AIM OF THE TASK: Extract every line of the listing below that contains the string "pink", and copy each one out in full.

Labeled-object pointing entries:
[START]

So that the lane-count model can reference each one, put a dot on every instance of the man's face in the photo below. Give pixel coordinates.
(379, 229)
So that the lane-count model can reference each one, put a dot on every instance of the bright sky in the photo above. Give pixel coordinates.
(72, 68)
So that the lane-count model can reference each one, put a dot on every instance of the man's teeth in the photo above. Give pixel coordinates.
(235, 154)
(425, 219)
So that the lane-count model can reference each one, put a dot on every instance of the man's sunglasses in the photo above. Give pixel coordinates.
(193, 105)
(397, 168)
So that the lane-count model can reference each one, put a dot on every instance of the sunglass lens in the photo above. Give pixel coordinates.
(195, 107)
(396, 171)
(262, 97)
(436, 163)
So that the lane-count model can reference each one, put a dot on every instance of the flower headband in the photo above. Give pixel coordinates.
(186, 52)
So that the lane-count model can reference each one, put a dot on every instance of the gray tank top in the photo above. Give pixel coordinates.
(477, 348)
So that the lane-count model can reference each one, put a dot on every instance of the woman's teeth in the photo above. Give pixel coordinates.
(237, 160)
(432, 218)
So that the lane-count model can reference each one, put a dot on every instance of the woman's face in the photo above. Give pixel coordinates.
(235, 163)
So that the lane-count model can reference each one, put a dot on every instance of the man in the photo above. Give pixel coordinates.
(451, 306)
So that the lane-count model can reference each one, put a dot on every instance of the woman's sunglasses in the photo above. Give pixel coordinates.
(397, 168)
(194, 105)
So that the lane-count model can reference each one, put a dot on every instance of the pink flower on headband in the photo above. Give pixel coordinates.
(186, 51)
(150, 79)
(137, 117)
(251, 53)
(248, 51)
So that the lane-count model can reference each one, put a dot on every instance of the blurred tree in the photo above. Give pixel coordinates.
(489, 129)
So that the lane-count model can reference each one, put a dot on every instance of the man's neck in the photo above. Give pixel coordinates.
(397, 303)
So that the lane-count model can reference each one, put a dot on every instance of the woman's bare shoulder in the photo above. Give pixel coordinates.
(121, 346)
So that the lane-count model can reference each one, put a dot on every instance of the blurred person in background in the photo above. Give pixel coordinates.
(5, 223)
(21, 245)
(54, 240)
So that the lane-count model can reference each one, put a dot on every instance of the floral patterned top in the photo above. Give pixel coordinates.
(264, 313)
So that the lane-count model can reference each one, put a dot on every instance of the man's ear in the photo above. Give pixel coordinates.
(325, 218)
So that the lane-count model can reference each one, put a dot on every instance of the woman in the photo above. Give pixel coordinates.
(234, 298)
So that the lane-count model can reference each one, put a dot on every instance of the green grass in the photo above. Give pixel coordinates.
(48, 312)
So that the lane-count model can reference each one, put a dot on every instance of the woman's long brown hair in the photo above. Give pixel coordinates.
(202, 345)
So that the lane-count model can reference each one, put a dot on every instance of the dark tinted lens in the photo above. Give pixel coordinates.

[END]
[START]

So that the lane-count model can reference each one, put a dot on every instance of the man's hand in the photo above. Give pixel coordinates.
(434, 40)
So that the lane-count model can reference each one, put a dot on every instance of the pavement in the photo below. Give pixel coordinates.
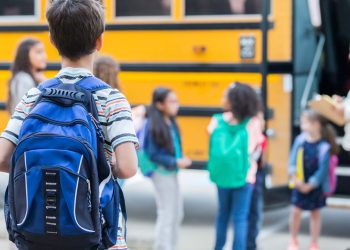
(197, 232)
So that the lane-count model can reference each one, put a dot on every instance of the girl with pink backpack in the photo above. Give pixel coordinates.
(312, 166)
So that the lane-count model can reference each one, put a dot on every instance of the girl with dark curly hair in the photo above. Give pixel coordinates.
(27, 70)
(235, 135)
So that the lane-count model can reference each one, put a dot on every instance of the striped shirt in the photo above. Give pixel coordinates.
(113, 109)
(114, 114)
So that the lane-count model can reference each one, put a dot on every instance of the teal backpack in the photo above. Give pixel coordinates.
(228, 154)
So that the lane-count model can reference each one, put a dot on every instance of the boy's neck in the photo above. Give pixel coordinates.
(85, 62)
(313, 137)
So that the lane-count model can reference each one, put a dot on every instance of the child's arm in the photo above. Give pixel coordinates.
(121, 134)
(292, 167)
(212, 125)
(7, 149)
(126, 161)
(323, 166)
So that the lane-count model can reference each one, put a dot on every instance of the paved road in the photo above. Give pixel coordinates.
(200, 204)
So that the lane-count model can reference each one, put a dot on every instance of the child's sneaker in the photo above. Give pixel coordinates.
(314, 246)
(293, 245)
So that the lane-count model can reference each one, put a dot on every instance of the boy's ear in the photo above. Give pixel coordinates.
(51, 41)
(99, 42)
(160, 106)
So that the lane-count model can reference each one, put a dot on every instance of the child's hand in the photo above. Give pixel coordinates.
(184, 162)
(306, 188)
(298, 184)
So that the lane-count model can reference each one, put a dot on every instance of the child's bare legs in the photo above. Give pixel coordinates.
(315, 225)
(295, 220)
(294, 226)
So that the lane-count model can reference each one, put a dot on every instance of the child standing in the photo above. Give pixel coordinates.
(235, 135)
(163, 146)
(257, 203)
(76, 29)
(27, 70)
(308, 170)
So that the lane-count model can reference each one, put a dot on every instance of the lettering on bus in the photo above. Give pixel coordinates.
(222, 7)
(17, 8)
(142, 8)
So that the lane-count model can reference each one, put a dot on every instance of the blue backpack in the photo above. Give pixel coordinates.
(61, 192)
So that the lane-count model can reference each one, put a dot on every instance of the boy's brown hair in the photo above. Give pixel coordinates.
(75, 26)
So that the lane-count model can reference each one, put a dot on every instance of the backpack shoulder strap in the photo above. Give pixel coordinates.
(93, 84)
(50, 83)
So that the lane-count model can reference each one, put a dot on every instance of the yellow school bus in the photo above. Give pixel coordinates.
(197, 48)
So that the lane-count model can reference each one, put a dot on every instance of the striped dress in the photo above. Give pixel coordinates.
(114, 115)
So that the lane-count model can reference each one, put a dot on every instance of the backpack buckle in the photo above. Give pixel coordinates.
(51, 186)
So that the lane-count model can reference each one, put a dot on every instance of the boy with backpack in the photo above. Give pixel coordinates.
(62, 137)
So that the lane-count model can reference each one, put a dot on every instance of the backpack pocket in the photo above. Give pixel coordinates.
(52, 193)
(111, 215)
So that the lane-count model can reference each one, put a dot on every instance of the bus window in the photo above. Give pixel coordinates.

[END]
[START]

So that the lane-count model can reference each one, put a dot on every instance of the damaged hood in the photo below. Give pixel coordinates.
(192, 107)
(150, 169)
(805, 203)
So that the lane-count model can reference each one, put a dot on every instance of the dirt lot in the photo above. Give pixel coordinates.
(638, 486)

[END]

EXERCISE ANSWER:
So that the lane-count model can reference each one, put a dot on every instance of the pink flower on headband in the photo above. Give pixel coordinates.
So that the lane-count model can reference each one, put a dot on every instance of the girl with pink backpack in the photo above. Give pixel coordinates.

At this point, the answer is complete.